#### WORK TO COMPLETE
The expected output is the first line of the data below and every line after it, up to and including the line containing "positive clicks: (1949, 927) (1984, 878)", each reproduced exactly.

#### SUPPLIED INFORMATION

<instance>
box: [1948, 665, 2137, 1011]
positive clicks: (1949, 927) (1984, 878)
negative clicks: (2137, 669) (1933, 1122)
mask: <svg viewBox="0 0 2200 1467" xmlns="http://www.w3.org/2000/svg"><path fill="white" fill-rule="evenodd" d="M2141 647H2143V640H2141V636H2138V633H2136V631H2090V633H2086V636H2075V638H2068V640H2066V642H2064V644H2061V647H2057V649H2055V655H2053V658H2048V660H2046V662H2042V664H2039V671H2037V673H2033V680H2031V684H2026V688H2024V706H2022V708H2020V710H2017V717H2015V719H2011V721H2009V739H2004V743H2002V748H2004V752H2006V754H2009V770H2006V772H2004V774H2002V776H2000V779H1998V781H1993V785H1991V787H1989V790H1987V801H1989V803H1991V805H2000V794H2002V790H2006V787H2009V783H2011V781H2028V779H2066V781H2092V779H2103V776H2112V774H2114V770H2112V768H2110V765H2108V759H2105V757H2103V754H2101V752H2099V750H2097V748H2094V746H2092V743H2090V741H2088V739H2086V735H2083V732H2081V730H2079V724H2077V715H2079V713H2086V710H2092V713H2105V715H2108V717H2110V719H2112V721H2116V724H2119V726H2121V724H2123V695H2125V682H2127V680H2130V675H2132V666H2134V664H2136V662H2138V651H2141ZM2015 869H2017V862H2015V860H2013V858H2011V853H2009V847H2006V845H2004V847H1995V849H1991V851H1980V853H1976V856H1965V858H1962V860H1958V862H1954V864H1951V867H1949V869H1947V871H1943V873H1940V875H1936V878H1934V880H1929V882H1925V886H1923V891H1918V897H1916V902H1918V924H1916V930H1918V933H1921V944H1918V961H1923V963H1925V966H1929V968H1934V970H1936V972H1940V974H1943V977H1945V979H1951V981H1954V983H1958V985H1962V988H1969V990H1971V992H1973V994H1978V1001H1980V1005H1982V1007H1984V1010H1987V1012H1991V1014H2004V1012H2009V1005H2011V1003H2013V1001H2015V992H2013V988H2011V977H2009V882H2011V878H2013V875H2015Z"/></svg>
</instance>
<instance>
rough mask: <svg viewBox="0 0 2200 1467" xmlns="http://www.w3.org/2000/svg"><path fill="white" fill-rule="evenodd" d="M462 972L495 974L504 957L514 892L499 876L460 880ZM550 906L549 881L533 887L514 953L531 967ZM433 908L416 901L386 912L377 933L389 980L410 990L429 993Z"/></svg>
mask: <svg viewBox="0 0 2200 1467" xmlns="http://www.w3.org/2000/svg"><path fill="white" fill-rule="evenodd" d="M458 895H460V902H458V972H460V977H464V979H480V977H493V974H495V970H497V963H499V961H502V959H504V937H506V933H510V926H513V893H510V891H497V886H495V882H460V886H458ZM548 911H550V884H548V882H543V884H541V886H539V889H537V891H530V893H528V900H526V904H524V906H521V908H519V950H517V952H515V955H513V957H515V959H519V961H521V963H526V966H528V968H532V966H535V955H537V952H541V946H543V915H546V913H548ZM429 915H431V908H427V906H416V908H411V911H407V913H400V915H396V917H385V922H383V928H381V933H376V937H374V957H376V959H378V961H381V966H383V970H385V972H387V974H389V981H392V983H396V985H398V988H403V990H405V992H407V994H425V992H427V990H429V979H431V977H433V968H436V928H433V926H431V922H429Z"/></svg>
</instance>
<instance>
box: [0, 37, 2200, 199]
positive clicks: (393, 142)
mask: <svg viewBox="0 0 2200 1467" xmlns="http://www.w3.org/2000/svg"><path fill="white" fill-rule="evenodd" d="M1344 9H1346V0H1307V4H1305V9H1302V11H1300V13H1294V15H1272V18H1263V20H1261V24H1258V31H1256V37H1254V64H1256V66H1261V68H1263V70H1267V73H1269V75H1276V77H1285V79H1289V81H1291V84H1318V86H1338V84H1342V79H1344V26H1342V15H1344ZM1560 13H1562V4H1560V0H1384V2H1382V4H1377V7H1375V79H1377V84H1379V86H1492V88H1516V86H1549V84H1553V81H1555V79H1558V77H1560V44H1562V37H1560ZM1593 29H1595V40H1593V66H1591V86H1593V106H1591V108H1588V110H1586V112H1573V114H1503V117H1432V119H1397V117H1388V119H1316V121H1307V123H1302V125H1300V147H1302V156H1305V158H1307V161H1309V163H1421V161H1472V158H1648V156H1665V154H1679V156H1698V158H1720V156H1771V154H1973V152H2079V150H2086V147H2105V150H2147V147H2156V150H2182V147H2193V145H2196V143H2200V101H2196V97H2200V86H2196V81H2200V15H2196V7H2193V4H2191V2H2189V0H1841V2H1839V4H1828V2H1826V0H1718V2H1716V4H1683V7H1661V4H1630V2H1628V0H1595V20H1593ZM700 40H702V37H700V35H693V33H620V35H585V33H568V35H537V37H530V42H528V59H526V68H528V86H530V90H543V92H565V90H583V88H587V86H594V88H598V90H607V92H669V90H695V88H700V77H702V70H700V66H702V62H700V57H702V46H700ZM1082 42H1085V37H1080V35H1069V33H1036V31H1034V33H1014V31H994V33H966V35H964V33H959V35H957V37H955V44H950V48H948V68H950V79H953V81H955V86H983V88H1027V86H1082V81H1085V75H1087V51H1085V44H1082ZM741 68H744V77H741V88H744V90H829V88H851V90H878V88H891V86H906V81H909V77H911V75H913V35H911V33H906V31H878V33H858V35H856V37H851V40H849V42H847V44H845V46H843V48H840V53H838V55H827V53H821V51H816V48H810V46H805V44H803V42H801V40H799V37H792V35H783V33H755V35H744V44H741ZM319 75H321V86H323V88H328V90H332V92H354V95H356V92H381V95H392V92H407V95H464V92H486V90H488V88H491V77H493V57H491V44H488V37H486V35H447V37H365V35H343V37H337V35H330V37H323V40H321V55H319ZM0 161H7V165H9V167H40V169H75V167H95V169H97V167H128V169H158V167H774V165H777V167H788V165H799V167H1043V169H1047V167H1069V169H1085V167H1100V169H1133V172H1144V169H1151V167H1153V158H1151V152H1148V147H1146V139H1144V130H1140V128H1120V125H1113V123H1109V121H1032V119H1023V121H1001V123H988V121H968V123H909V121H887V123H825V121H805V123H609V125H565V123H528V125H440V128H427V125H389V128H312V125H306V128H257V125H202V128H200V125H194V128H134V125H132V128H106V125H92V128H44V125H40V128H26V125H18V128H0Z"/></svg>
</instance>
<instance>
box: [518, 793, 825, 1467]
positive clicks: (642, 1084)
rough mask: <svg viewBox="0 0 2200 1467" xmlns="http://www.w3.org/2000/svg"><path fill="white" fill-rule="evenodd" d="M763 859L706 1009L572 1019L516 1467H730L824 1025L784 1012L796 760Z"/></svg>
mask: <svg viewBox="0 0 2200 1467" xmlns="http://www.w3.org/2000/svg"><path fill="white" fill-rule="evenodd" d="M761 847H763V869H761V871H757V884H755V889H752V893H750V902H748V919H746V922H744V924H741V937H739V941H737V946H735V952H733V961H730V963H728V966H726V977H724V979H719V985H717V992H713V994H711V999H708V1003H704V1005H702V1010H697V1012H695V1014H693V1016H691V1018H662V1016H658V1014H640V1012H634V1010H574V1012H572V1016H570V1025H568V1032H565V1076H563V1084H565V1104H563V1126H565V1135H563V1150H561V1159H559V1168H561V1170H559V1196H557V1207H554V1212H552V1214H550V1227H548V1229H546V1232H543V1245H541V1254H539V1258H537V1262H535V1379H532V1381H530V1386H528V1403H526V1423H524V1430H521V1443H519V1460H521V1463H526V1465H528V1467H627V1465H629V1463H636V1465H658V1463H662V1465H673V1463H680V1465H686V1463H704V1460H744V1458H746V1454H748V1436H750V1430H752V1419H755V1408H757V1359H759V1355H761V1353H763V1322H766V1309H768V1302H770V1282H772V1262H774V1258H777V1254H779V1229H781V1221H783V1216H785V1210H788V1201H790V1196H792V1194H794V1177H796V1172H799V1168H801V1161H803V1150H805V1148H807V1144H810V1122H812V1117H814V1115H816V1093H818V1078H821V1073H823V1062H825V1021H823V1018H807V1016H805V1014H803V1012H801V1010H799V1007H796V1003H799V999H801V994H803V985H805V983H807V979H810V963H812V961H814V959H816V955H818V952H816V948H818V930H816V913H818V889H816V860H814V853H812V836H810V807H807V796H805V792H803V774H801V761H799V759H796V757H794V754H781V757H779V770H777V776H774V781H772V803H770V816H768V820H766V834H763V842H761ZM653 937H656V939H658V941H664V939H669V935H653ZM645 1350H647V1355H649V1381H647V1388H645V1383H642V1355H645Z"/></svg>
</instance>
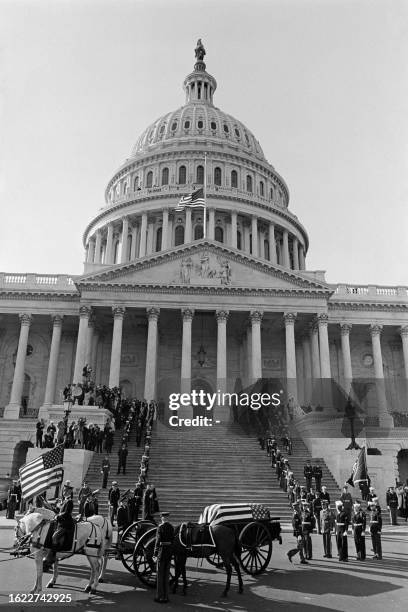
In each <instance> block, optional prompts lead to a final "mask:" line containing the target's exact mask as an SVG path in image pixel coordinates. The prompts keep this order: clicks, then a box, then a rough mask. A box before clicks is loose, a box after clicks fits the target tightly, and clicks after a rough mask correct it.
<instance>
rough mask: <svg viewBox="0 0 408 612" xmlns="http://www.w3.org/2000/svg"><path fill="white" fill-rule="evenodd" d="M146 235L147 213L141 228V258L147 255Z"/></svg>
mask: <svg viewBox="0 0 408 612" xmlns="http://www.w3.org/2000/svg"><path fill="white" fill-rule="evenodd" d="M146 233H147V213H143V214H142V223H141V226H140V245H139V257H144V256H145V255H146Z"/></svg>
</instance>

#### ANSWER BELOW
<instance>
box: [1948, 665, 2137, 1011]
positive clicks: (1949, 927) (1984, 878)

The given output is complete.